> **YOUR INSTRUCTIONS**
Return, unchanged, the lines of the rows below from the line with "Segment the open" up to and including the last line of the rows.

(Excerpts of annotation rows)
━━━━━━━━━━━━━━━━━━━━
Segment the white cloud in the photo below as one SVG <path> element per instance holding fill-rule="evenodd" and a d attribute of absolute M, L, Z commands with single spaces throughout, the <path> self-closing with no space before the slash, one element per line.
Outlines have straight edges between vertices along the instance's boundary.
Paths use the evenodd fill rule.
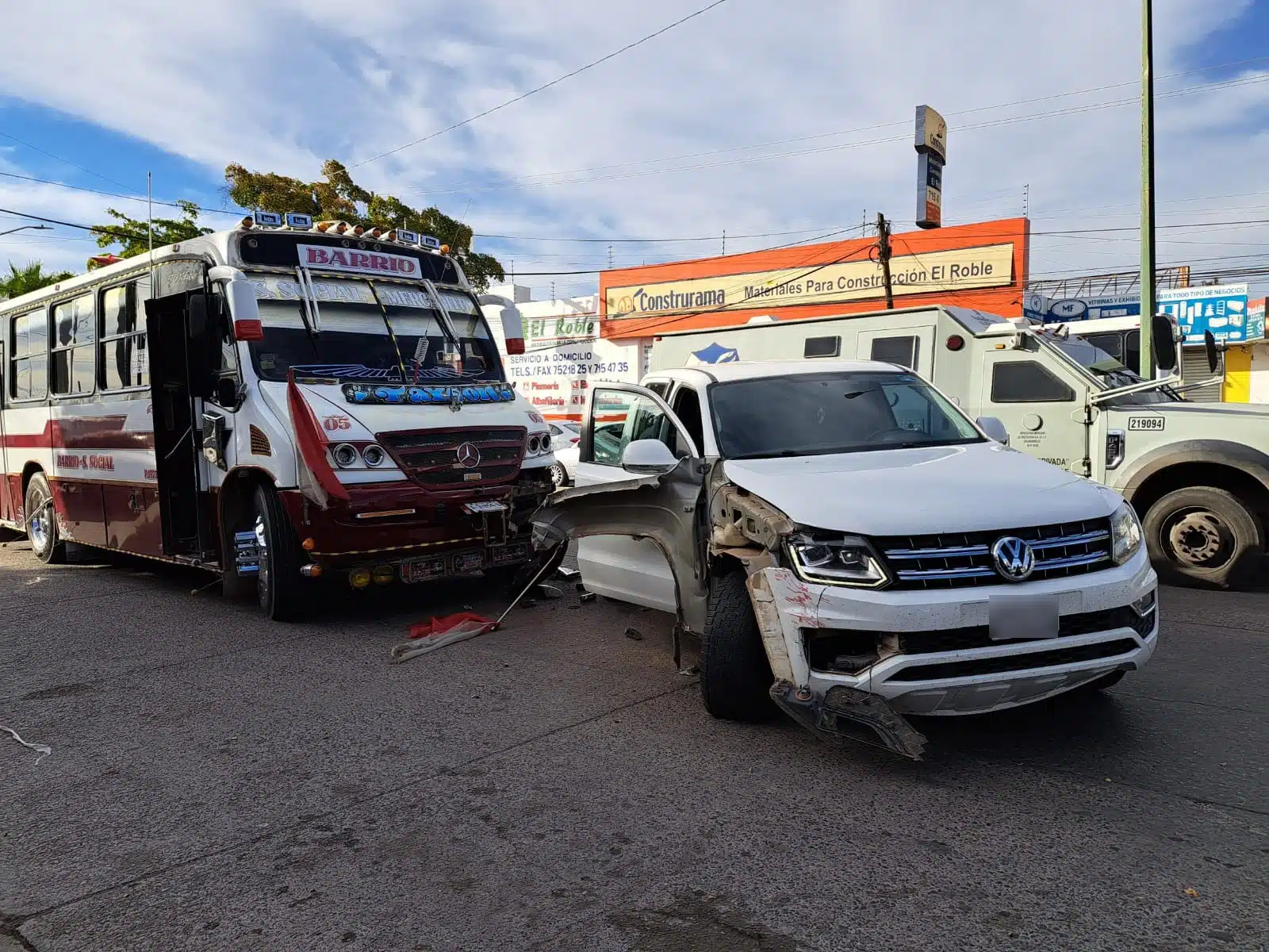
<path fill-rule="evenodd" d="M 131 0 L 105 14 L 88 0 L 62 0 L 28 5 L 8 20 L 0 36 L 0 85 L 185 156 L 204 165 L 212 180 L 228 161 L 315 175 L 322 159 L 352 164 L 426 136 L 694 6 L 692 0 L 228 0 L 208 17 L 185 4 Z M 1204 50 L 1204 38 L 1247 6 L 1249 0 L 1156 3 L 1157 72 L 1193 69 L 1198 51 L 1208 61 L 1221 58 Z M 1138 160 L 1132 103 L 968 127 L 1131 100 L 1138 46 L 1136 4 L 1104 0 L 730 0 L 576 79 L 357 175 L 407 201 L 434 199 L 453 215 L 466 209 L 478 231 L 489 234 L 827 231 L 859 222 L 865 208 L 871 215 L 882 209 L 905 227 L 916 190 L 907 141 L 912 108 L 929 102 L 950 118 L 949 220 L 1016 215 L 1028 184 L 1037 231 L 1131 227 Z M 1207 79 L 1160 80 L 1159 89 Z M 1099 86 L 1108 88 L 964 112 Z M 1164 222 L 1269 217 L 1240 213 L 1239 199 L 1175 201 L 1269 192 L 1269 171 L 1250 160 L 1249 149 L 1253 135 L 1264 135 L 1266 103 L 1269 83 L 1160 100 Z M 574 184 L 482 184 L 881 123 L 897 124 L 769 151 L 895 141 L 769 161 L 735 162 L 754 154 L 728 152 L 670 164 L 708 168 L 659 175 L 636 166 L 565 176 L 590 179 Z M 71 157 L 91 165 L 91 156 Z M 30 194 L 24 190 L 23 207 L 34 211 Z M 1269 195 L 1246 202 L 1266 206 Z M 77 207 L 95 221 L 102 204 L 95 212 Z M 1070 208 L 1093 211 L 1068 217 L 1062 209 Z M 1160 236 L 1161 260 L 1269 250 L 1265 227 L 1162 230 Z M 777 241 L 732 239 L 728 250 Z M 1183 244 L 1198 241 L 1237 244 Z M 596 267 L 607 258 L 604 245 L 486 245 L 515 259 L 520 272 Z M 618 246 L 615 254 L 618 263 L 638 263 L 645 254 L 656 260 L 714 251 L 711 244 Z M 1039 235 L 1032 255 L 1036 272 L 1131 267 L 1136 259 L 1131 231 L 1084 239 Z M 549 281 L 534 279 L 543 288 Z M 593 278 L 560 277 L 557 283 L 565 293 L 585 289 Z"/>

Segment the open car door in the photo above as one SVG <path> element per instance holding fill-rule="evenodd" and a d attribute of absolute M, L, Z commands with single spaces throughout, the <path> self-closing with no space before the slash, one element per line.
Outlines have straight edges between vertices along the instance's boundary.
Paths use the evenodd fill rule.
<path fill-rule="evenodd" d="M 579 472 L 596 463 L 607 468 L 607 479 L 552 495 L 533 517 L 536 542 L 549 546 L 593 536 L 645 542 L 628 548 L 629 564 L 622 566 L 631 589 L 655 590 L 667 565 L 674 604 L 652 607 L 675 612 L 680 626 L 702 631 L 708 598 L 702 486 L 708 466 L 700 448 L 651 390 L 600 383 L 591 390 L 579 449 Z"/>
━━━━━━━━━━━━━━━━━━━━
> **EXERCISE RESULT**
Segment the open car door in the photo above as one SVG <path> element per instance holding fill-rule="evenodd" and a d attribute of absolute M, L, Z commands with single spaces throughout, the <path> self-closing with no space before the slash, one element per line.
Outlines have straight edges between vertices along the instance's boundary.
Paths use the evenodd fill rule.
<path fill-rule="evenodd" d="M 579 472 L 596 463 L 607 468 L 607 479 L 552 495 L 533 517 L 536 542 L 549 546 L 593 536 L 645 542 L 628 548 L 629 564 L 622 566 L 631 589 L 655 590 L 667 565 L 674 604 L 652 607 L 675 612 L 680 626 L 702 631 L 708 598 L 702 486 L 708 466 L 700 448 L 651 390 L 600 383 L 591 390 L 579 449 Z"/>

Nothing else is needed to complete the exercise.